--- start Excerpt provided ---

Updated: May 27, 2020

I found the essay below clearing out my iCloud drive under the title: 'Why I chose (to study) Literature'. With Hong Kong currently burning, I hope it's a worthwhile share.


The most elementary reason is simply that I love reading. No, that's a lie. I don't love reading in the same way I don't love breathing. Both are vital. From a young age, weekly trips to the local library meant alternate worlds and lives were my sole source of leisure and pleasure. I slept with books piled next to my head. I preferred paperbacks that rustled but weren’t yellowed and gave off an old car smell. To be dramatic, books became an intrinsic part of how I understood myself, my identity. As I grew up, books evolved from being mere playmates with whom I passed my time to older, wiser mentors who taught me how to live. But I only understood what reading and literature really meant to me after the trees.

The day before I left Hong Kong and university behind, they destroyed the banyan trees. They were twins, flanking a forgotten university gate at the curve of an impossibly narrow path. On my way to classes, I stepped over their knotted roots and ducked to avoid their supple trunks, twisting towards the sky. The sight of those wooden knots prevailing over the concrete and its soaring foliage a kaleidoscope of green gave me a moment of stillness in a city and degree that was constant and grating. I always thought to photograph them, so I could keep their graceful rebellion in my pocket. For the grey ugly days, I would have proof that stubbornness can break even the toughest concrete. I thought they would still be there the next day, and the next. And my silent, tilted companions greeted me each day my classes piled on. My personal symbols of endurance and beauty amidst a particularly crowded and heavy semester. Small comfort in a whirlwind of crippling self-doubt. But I never did, because they were always there. As constant as the open bay and the smell of old dog piss.

The Banyans had been around for lifetimes before me, there was no reason to suspect they would not survive for lifetimes after me. And yet, as soon as the semester was over, without warning, men in helmets came and sliced them in two. I saw it on the news on my grandma’s dusty TV set. The neon of the safety jackets violating the cocoon of familiar green. They posed too much danger to pedestrians, the helmets decided. The community would be safer without them.

I watched in numb horror. I felt that eerie feeling one does when seeing a familiar thing appear on a television screen. There is an initial thrill of recognition, and then a warped feeling that hovers between indignation and embarrassment. A grief arises from the sudden realisation that something you felt to be intimately yours was in fact everyone else’s, and the inexplicable discomfort of being exposed without your permission. I have never been a tree hugger. But I would have chained myself to the trees to preserve the way I’d rather things to be.

--- end Excerpt provided ---

Stated exercise 1: Copy out the lines of the records, starting with the line that contains "If you could mark the blue" and going on through the final line of the records.
Stated exercise 2: Carry on the essay about the felled banyan trees, picking up right after its last sentence.
The essay has no connection to the records that come after it.

--- start Extracted records ---

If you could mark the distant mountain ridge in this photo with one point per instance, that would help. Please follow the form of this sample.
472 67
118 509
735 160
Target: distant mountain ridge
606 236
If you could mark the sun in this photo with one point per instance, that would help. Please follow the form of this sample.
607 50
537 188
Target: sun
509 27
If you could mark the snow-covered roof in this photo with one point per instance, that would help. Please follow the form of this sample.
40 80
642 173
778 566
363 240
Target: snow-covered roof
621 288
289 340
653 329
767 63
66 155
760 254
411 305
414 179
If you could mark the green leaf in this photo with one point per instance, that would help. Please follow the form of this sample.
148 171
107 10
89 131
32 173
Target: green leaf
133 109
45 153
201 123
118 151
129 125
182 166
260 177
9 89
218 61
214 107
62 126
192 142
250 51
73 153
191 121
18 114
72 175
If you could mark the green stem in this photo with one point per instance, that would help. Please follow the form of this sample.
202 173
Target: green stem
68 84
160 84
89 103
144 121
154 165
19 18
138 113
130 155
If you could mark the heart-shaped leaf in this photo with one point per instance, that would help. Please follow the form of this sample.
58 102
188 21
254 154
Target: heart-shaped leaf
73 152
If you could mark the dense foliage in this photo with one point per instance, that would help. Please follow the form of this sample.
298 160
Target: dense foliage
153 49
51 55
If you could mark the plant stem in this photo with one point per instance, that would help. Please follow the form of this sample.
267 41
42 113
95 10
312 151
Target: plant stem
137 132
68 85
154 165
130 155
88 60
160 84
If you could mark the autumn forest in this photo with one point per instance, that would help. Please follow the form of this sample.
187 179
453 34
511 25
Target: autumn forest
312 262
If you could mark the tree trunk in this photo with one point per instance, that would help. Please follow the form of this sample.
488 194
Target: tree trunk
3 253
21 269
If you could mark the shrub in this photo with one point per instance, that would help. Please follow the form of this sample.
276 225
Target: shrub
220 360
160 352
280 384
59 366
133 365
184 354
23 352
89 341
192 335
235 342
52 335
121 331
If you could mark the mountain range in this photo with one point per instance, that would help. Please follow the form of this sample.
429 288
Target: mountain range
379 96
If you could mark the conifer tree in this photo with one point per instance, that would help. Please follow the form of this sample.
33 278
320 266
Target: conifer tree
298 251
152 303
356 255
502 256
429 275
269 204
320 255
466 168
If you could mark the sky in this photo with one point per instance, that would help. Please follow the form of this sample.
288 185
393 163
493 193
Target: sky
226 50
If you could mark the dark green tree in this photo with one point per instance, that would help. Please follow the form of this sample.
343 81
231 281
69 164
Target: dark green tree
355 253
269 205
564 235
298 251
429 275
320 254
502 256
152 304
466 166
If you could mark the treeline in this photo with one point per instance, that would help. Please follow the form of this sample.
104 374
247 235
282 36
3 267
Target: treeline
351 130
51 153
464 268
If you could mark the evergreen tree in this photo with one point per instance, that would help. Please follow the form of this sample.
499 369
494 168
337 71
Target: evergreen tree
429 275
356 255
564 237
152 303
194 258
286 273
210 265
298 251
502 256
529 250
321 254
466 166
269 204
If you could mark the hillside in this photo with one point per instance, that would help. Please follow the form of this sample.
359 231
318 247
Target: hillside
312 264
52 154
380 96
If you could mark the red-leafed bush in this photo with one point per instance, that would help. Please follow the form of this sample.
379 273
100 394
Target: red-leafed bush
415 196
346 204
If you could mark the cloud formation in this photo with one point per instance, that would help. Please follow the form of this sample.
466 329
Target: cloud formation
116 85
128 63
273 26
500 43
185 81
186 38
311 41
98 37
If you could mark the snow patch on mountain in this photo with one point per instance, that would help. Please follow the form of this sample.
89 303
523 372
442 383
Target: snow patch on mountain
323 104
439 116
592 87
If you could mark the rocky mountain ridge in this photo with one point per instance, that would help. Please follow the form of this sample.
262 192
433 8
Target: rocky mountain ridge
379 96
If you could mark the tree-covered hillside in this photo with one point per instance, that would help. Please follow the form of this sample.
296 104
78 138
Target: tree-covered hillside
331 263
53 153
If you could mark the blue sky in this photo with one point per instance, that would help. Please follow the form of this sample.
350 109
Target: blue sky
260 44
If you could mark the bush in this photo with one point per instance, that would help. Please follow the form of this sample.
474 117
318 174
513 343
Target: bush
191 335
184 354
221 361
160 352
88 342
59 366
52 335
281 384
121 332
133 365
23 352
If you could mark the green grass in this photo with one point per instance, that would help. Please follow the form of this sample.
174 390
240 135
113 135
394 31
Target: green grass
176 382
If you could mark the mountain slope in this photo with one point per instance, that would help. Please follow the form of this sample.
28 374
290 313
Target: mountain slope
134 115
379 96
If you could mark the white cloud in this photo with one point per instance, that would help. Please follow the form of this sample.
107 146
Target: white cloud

--- end Extracted records ---

Written answer 1:
If you could mark the blue sky in this photo with one point per instance, that would help. Please follow the form of this sample.
350 109
Target: blue sky
260 44
If you could mark the bush in this photo with one point per instance, that would help. Please follow the form of this sample.
474 117
318 174
513 343
Target: bush
191 335
184 354
221 361
160 352
88 342
59 366
52 335
281 384
121 332
133 365
23 352
If you could mark the green grass in this photo with one point per instance, that would help. Please follow the form of this sample.
174 390
240 135
113 135
394 31
Target: green grass
176 382
If you could mark the mountain slope in this photo with one point per instance, that would help. Please follow the form of this sample.
28 374
290 313
Target: mountain slope
134 115
379 96
If you could mark the white cloud in this photo with one point per instance, that would help. Please follow the form of this sample.
107 146
Target: white cloud

Written answer 2:
No, they weren’t safe. They were powerful, unruly things that flourished in the squalid air of an unrelenting city. They symbolised Hong Kong, this miracle city that grew from barren rocks through sheer tenacity. I saw them on the way to the airport, hacked up and stripped. The tops of the raw trunk stubs stubbornly facing the skies. The images now live together in my memory—the proud trunks leaning dangerously close to the earth, swathed in green and shadows; and the reduced stumps with their insides exposed. They remind me of lessons learnt: that comfort is found in beauty is found in utter ordinariness. And it can be taken away, violently and without warning.

This is the gift of Literature. This habit of gleaning beauty, meaning and purpose from the otherwise mundane. Great works of literature don’t just help us navigate this weird earthly adventure we all share, they show us the the thrill of what it means to be able to participate in it. To always be both attuned to and in awe of the moments of beauty always waiting to be stumbled on, underlying the routines of the everyday — the tilt of a tree, or the way the light plays with roofs at sunset, or the gurgling rumble of the train tracks tugging you home.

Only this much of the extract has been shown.